Copy the material from the line containing "In this exercise you will mark every instance of the small" up to and including the line containing "<point>367,62</point>", requests included, and increase every point coordinate in the answers by 82. Reproduce only those lines.

* Data section
/---

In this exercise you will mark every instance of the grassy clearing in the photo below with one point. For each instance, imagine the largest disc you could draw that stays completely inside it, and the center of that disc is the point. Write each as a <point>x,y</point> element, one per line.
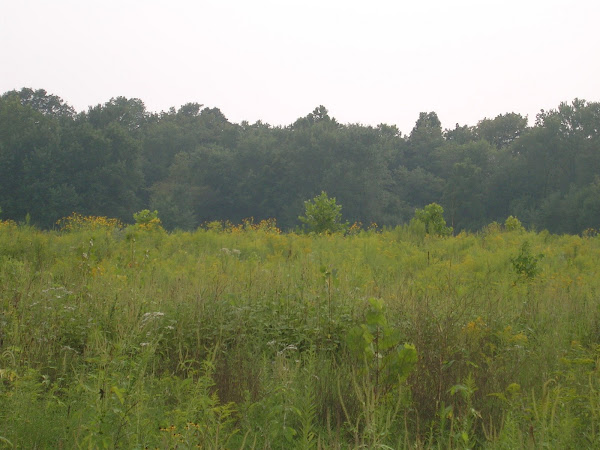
<point>238,337</point>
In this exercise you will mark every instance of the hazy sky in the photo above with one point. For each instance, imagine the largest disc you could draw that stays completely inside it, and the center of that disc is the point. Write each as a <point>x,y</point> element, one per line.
<point>369,62</point>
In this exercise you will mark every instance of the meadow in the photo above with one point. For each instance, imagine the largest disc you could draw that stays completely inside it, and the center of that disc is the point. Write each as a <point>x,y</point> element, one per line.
<point>241,336</point>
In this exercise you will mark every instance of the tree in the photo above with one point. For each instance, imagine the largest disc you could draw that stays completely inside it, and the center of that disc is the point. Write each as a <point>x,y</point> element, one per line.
<point>432,216</point>
<point>323,215</point>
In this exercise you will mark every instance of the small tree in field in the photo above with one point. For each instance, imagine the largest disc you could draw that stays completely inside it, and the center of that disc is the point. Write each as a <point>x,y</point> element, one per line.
<point>432,216</point>
<point>322,215</point>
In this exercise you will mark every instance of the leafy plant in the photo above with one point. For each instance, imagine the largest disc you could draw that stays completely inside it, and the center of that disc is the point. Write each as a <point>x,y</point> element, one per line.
<point>323,215</point>
<point>513,224</point>
<point>432,216</point>
<point>525,263</point>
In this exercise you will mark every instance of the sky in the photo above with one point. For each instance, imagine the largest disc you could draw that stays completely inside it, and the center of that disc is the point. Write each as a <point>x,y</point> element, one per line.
<point>367,62</point>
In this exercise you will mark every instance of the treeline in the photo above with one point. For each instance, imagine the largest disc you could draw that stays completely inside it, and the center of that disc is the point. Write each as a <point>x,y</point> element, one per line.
<point>194,166</point>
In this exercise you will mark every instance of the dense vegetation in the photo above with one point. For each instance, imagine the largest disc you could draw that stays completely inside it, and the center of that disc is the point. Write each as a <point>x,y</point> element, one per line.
<point>246,337</point>
<point>194,166</point>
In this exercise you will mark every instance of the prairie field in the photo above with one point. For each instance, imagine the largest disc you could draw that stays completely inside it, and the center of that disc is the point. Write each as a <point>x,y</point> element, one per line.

\---

* Task result
In this exercise you will mark every instance of the small tree in field in the photo above with one point. For each instance, imagine the largest disc you could draw that stays completely inside it, and the center of that disc is the point. Write each as a <point>x,y</point> element, one per line.
<point>514,298</point>
<point>404,297</point>
In this exercise you will mark every instance of the leafy plant in the photo above with one point. For each instance, imagine the largest disc you could draw that stays completely inside it, and the center of that disc is the point. Write each as a <point>x,y</point> element, one per line.
<point>405,297</point>
<point>595,306</point>
<point>514,298</point>
<point>607,345</point>
In this exercise you will mark every instance of the sky in the photo above with one point. For each instance, imagine the largest disc you could draw that stays completely inside it, and the center of that disc is the point. Write each as a <point>x,y</point> element, one per line.
<point>449,144</point>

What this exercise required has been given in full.